WHAT NEEDS TO BE DONE - Below are the records; collect from them each line containing the string "bouquet".

DATA SUPPLIED -
╔══
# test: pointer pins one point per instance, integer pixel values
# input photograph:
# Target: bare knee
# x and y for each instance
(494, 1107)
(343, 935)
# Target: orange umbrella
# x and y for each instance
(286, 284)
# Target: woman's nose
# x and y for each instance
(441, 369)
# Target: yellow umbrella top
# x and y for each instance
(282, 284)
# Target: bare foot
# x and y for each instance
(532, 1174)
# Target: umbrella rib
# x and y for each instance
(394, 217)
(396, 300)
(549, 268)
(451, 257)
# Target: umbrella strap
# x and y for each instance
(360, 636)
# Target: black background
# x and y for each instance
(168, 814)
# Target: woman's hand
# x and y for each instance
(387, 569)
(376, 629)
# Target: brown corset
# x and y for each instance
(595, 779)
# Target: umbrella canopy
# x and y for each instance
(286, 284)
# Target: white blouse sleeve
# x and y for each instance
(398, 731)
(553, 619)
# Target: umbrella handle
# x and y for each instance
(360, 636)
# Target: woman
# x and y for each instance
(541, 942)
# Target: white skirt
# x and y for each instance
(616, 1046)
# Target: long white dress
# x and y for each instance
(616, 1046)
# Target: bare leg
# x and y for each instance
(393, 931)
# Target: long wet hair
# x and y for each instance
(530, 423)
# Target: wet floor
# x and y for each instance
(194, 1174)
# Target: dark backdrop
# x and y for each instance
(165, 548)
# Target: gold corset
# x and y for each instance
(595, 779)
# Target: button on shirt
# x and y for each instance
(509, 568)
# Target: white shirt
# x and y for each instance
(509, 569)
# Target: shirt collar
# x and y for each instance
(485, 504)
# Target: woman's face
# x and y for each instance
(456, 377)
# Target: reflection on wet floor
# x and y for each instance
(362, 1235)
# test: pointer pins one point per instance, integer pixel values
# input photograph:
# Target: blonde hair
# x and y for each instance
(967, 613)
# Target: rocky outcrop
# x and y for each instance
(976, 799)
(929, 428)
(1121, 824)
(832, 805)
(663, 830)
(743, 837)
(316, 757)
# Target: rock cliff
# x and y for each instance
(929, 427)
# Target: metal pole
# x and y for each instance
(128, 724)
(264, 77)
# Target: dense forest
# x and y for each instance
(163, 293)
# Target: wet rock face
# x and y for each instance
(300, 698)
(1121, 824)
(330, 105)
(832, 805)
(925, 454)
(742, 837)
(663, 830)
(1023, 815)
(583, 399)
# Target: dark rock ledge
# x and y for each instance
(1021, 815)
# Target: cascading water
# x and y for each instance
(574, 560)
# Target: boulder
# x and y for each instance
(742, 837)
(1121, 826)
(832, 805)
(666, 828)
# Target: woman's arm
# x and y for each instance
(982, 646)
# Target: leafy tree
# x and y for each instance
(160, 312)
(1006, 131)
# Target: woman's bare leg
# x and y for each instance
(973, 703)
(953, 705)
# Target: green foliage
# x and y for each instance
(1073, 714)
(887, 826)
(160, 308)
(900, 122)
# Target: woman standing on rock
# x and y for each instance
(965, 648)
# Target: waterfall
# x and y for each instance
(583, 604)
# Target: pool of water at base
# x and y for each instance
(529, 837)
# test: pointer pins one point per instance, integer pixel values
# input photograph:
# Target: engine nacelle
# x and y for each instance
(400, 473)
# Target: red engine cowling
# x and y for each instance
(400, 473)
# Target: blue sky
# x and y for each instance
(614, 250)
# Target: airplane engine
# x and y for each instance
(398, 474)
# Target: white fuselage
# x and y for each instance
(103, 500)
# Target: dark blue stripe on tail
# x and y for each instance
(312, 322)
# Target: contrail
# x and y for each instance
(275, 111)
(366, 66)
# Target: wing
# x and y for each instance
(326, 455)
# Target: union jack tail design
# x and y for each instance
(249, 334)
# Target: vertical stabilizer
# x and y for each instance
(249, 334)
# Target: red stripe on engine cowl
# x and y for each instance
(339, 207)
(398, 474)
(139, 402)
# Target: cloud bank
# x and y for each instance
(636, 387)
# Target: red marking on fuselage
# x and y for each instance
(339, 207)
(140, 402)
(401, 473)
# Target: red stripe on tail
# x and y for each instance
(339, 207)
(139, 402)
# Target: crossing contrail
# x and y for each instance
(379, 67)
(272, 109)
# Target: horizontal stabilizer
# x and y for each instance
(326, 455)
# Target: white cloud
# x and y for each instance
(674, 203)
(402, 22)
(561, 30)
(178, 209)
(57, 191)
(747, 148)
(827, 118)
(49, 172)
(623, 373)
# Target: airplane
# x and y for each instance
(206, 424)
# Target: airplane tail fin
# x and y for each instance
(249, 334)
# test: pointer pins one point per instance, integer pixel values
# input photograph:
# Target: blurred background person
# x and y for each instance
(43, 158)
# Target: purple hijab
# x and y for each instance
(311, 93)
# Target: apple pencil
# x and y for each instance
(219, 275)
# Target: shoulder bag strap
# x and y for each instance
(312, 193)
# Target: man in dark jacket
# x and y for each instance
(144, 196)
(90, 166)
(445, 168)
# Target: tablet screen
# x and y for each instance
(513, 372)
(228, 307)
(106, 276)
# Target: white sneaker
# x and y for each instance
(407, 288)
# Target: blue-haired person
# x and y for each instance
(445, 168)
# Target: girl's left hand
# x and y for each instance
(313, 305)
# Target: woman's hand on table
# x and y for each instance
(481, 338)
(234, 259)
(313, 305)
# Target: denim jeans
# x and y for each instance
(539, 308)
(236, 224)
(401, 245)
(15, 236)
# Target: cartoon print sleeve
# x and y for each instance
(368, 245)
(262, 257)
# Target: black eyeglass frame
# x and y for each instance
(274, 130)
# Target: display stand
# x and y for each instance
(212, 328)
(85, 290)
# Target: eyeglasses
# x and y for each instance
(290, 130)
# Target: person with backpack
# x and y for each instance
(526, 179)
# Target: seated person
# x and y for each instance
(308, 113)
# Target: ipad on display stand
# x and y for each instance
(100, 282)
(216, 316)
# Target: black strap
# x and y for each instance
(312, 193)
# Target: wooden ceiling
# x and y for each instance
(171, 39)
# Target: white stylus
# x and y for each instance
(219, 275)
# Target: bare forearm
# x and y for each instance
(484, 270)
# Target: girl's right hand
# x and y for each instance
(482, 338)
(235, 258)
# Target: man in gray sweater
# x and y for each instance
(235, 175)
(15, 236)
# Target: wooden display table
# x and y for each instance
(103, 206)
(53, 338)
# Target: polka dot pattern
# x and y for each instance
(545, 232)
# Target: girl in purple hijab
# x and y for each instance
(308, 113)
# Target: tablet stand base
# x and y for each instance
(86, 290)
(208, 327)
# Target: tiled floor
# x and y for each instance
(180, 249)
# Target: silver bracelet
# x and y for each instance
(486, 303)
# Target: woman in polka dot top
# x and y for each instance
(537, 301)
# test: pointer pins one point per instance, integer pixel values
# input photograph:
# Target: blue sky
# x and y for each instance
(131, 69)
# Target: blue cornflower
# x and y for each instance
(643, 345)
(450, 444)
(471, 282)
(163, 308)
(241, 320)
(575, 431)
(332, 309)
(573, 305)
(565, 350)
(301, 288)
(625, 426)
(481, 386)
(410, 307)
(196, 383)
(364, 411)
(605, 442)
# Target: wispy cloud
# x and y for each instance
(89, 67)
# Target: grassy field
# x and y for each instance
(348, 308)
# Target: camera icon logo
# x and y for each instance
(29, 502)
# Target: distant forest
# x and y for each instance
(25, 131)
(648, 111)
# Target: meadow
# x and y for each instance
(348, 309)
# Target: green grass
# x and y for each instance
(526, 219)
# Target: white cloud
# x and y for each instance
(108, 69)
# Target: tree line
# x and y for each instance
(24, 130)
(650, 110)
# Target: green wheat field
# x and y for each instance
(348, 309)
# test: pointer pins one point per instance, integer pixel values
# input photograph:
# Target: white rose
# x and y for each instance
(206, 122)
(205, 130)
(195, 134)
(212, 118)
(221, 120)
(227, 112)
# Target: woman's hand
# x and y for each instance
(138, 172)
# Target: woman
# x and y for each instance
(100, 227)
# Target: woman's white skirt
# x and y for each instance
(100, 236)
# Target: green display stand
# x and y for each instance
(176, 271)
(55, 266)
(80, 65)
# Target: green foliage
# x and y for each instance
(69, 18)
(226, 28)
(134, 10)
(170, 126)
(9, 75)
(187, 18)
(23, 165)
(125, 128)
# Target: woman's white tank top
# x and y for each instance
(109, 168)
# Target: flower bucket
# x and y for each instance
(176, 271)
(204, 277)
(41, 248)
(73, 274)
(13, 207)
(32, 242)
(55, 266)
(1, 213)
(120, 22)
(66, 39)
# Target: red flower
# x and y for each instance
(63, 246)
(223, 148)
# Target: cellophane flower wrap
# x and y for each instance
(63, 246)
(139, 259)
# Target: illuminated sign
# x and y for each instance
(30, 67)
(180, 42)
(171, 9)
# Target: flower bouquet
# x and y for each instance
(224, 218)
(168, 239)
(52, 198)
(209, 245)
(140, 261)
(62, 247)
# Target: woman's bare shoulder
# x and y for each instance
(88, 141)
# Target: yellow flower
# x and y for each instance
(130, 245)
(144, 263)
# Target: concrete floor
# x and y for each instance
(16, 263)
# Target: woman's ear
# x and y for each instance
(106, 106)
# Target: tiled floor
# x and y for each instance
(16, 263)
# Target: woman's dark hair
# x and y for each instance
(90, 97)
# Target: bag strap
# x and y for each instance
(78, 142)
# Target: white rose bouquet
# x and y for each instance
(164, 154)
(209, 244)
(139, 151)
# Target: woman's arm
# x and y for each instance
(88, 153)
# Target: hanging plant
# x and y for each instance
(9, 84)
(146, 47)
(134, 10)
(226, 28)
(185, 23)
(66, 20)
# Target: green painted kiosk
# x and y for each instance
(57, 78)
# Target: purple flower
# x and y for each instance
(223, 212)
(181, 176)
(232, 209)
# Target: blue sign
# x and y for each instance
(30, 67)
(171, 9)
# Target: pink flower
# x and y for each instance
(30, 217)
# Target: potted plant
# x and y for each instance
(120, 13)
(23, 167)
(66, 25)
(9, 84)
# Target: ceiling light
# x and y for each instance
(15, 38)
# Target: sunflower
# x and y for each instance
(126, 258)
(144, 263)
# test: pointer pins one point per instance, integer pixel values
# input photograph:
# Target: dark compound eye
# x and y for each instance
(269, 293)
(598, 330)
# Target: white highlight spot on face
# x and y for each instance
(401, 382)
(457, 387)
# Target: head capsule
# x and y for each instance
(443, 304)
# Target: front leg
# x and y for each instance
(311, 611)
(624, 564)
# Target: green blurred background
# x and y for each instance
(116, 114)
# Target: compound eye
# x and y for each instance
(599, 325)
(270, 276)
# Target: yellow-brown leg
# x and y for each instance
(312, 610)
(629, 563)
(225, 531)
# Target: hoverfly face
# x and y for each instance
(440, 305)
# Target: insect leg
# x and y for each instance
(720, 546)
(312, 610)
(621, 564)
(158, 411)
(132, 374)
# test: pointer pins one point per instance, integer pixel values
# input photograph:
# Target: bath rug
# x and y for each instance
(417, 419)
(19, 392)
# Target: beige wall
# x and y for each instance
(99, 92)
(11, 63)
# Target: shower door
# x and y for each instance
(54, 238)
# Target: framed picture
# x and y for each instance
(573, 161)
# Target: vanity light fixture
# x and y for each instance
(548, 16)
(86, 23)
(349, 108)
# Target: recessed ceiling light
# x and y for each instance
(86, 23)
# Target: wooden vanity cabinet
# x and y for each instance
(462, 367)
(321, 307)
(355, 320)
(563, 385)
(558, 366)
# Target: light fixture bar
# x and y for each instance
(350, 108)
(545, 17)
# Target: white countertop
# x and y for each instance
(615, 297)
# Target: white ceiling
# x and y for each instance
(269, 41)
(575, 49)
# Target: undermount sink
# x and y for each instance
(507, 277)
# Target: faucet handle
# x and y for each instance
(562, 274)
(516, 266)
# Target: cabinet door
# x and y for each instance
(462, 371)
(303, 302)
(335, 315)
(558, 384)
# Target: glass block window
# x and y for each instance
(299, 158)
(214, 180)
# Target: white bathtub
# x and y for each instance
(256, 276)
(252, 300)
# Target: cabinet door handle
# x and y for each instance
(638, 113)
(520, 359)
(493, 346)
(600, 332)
╚══
ANSWER FOR THIS EXERCISE -
# Target: flower bouquet
# Target: white rose bouquet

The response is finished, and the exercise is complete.